Feverfew's Bethany Spiers, Phantasm in the Drizzle
A rainy, raw weeknight at the end of a long holiday is hardly a recipe for a good turnout for live music, but a surprisingly decent crowd was on hand at the Warehouse Next Door to see promising indie-folk band the Feverfew on Monday.
"Apparitions," the Brooklyn-based act's debut album, was recorded as a duo, but singer-guitarist Bethany Spiers went it alone during the too-brief set, mixing new songs with the delicate melodies that made the Feverfew's lone recording a haunting pleasure.

• DATA FOR REVIEW:
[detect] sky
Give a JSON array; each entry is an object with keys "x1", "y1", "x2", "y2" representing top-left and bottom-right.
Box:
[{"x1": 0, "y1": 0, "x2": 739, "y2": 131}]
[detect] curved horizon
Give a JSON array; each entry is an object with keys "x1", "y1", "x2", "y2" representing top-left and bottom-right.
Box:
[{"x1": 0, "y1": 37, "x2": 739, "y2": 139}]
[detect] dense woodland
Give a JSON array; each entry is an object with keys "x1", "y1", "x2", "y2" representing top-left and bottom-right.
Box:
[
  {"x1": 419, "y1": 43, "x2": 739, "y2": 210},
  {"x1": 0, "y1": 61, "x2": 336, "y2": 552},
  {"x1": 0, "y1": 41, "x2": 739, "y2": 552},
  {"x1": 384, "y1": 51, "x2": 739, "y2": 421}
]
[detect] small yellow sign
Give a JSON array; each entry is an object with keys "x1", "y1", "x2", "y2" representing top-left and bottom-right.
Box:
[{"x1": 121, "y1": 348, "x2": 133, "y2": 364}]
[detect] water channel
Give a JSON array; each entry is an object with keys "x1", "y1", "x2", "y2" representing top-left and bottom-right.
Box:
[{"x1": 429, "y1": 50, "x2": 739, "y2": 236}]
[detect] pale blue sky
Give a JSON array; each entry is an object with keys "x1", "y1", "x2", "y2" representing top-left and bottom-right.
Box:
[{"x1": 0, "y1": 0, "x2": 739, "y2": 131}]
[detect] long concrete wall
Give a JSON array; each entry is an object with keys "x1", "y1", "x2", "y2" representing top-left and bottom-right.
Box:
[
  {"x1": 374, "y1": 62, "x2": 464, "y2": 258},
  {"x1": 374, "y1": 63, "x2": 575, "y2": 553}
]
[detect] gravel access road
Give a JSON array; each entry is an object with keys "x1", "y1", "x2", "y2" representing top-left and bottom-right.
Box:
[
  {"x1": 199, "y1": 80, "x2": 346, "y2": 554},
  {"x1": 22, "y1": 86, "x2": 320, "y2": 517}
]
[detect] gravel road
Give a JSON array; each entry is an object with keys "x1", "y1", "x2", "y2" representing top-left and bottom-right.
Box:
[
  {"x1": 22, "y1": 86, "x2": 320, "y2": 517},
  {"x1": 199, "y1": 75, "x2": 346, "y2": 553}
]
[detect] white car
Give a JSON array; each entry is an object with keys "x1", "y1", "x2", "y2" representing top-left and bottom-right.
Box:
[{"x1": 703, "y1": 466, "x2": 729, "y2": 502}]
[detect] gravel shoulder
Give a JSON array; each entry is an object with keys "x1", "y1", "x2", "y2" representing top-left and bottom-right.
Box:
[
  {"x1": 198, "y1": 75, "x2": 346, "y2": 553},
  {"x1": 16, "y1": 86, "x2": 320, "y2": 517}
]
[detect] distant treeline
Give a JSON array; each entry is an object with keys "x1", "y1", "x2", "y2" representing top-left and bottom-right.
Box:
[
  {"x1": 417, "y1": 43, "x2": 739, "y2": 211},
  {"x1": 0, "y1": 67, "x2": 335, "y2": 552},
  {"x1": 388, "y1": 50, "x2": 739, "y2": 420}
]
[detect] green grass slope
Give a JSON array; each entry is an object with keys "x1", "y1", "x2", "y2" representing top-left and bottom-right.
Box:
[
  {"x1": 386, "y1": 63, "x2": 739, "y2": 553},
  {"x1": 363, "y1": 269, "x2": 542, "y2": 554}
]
--
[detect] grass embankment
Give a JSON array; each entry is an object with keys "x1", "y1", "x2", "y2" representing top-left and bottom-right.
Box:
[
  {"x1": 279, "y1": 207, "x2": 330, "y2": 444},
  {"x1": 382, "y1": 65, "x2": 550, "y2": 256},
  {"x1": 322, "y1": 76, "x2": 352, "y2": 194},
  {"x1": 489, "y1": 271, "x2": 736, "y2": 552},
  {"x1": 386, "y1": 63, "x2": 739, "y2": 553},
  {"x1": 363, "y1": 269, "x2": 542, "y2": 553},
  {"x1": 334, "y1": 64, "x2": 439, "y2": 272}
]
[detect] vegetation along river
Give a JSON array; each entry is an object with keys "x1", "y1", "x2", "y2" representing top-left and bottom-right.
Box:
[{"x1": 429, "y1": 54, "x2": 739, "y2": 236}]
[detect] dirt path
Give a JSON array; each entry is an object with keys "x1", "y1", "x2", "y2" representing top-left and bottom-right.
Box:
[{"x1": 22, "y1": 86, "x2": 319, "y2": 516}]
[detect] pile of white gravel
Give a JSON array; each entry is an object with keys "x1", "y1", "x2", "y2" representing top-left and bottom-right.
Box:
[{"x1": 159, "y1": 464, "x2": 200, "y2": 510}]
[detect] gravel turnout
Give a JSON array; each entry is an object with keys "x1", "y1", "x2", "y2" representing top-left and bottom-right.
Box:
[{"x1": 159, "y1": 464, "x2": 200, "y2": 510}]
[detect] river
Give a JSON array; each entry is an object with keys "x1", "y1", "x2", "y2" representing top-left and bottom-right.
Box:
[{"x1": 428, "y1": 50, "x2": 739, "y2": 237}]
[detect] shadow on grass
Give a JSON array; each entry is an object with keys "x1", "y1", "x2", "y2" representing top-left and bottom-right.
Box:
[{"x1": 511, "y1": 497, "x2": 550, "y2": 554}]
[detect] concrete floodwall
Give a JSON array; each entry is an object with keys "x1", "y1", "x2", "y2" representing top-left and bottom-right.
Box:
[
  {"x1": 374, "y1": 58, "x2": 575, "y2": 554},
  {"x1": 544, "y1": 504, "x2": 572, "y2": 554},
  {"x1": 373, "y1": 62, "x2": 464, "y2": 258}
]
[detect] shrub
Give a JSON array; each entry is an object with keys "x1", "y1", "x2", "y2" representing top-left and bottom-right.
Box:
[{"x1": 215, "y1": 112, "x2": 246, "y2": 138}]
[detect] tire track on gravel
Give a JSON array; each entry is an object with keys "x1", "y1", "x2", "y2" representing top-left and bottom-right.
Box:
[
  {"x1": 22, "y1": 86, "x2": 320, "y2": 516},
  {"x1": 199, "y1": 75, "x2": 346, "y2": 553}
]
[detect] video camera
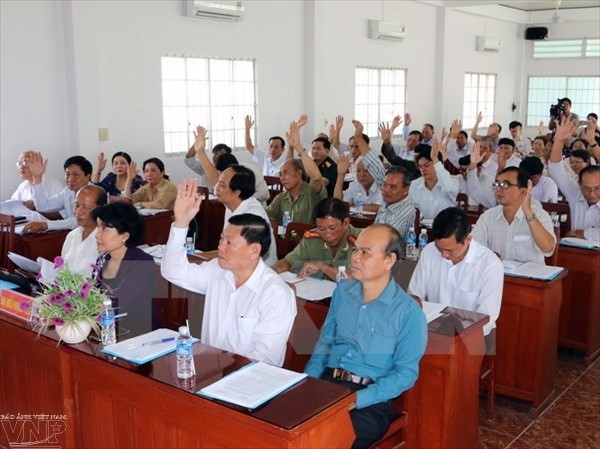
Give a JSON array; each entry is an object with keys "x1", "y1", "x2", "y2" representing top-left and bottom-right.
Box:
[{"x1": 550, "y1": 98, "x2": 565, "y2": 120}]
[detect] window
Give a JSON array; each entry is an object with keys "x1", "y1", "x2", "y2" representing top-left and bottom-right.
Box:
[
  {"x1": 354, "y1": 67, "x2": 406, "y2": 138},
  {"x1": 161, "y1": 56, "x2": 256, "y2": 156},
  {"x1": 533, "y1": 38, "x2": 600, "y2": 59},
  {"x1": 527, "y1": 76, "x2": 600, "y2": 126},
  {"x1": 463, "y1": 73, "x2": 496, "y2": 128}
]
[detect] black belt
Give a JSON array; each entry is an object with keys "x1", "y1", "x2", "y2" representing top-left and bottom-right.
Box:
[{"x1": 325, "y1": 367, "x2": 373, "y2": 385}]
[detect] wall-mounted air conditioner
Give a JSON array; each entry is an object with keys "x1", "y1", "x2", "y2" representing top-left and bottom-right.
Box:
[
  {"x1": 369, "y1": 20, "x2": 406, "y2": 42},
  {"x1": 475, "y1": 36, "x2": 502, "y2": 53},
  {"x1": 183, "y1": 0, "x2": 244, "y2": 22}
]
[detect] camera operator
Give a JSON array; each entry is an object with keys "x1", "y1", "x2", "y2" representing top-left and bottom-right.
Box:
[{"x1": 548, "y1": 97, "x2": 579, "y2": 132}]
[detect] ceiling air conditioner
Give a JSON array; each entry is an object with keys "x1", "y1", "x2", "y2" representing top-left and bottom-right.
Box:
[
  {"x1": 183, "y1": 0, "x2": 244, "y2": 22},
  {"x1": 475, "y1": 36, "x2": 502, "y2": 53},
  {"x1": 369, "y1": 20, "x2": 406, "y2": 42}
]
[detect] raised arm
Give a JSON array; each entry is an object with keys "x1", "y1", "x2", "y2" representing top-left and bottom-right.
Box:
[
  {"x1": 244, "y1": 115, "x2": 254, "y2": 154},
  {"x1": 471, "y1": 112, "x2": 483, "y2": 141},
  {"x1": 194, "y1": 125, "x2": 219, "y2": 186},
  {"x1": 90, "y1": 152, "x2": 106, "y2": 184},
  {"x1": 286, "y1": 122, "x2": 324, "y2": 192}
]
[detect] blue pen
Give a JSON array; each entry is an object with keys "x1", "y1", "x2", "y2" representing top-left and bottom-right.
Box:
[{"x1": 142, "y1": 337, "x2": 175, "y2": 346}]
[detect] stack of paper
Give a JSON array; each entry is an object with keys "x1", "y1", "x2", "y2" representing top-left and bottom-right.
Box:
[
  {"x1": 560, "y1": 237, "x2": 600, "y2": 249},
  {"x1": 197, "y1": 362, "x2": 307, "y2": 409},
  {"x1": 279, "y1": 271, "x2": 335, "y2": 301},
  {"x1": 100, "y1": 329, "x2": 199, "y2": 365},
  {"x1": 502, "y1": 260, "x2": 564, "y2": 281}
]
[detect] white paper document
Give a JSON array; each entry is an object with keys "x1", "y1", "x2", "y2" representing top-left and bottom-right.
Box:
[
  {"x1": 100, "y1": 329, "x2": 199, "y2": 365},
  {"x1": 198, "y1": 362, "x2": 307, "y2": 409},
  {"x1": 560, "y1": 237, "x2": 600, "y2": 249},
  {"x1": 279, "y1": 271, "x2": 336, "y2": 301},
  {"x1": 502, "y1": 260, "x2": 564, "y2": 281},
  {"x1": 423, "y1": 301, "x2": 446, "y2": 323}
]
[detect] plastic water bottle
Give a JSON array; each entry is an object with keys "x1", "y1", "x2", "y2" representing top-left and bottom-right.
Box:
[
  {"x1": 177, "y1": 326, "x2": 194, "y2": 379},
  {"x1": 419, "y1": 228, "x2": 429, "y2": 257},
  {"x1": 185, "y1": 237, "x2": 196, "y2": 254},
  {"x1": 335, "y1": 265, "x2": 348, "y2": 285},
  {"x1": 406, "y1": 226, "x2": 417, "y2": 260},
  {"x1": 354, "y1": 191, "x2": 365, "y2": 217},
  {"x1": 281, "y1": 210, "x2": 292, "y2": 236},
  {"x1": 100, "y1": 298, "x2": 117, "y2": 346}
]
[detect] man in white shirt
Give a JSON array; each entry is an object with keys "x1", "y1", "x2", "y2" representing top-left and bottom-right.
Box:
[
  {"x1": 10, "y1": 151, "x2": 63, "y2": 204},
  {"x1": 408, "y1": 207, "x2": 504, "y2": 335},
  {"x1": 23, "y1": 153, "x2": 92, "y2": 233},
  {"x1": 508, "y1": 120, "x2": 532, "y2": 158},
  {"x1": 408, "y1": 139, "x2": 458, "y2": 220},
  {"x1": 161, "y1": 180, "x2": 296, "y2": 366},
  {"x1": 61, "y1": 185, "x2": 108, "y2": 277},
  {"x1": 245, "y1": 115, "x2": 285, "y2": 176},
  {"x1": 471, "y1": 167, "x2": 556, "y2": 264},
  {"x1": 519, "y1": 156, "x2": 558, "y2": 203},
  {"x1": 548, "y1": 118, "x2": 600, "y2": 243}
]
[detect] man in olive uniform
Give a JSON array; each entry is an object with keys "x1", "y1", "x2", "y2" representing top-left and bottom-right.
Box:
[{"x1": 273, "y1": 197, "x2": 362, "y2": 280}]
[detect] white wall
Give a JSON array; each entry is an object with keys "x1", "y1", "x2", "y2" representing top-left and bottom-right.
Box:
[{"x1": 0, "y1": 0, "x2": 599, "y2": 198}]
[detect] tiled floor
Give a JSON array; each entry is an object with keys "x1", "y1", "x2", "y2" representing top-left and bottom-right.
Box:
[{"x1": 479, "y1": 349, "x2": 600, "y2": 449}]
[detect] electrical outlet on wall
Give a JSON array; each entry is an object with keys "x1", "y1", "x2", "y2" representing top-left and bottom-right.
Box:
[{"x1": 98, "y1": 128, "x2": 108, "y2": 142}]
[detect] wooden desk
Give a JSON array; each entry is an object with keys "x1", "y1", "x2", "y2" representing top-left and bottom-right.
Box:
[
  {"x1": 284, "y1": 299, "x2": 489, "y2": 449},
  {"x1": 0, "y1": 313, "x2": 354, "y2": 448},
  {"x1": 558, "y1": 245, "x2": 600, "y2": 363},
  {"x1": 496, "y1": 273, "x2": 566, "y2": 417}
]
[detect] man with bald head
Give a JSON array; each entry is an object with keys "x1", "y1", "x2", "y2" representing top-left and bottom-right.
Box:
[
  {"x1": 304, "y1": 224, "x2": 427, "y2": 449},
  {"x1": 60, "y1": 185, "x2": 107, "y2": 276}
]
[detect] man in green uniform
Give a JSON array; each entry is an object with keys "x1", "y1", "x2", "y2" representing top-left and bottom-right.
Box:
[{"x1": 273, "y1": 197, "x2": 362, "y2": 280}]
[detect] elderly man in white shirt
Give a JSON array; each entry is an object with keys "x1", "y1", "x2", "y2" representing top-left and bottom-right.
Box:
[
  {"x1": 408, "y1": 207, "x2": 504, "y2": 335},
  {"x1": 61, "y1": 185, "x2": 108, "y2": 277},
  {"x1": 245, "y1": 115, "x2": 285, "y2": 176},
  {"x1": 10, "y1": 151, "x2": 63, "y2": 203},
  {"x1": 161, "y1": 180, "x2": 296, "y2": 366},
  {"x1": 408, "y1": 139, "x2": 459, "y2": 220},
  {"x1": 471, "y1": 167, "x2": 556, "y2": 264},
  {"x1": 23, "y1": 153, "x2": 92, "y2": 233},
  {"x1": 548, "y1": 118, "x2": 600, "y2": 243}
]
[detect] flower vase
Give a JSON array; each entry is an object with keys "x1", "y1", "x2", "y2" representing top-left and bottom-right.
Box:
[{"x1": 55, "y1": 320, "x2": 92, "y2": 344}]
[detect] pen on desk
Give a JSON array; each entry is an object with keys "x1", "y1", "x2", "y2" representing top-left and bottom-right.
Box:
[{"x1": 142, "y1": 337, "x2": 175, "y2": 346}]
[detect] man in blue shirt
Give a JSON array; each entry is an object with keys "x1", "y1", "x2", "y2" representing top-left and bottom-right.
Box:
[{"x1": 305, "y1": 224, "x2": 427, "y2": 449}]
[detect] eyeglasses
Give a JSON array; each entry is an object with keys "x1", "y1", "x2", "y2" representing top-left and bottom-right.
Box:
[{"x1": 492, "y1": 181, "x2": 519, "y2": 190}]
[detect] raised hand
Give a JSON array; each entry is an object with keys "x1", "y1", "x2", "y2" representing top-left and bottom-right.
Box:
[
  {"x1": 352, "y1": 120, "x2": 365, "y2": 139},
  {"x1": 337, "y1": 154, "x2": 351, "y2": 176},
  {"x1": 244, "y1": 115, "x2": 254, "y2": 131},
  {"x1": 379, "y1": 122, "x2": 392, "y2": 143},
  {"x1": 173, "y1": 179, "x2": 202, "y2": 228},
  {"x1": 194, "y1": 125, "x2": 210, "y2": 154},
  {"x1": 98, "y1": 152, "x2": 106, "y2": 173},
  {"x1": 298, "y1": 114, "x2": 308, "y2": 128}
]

• WHAT THE TASK REQUIRES:
Continue the concert review of the Feverfew's show at the Warehouse Next Door from the last sentence shown.

• RESULT OF THE TASK:
"I've been writing all these weird country songs lately," Spiers said as introduction for a song that "nobody's ever heard before," but aside from a passing reference to Bakersfield, it was simply another of her tightly drawn dream-folk creations. When Spiers sang other songs, such as "The Night the Whole World Caught on Fire," she sounded nothing like Buck Owens but did strongly summon the spirit of Cat Power's Chan Marshall. With a confessional whisper, she made lines like "Now there's nothing left of you -- a tired ghost in hospital perfume" (from "Last Call") crackle with spooky static just as Marshall might. But Spiers's diaphanous acoustic guitar lines and writerly lyrical turns -- she studied creative writing at Pratt -- were entirely her own.
There was a cover of Loudon Wainwright III's ("by way of Rufus," Spiers added) "One Man Guy," but it was Spiers's own compositions that were memorable, songs whose phantasmal sheen matched the night's drizzly backdrop.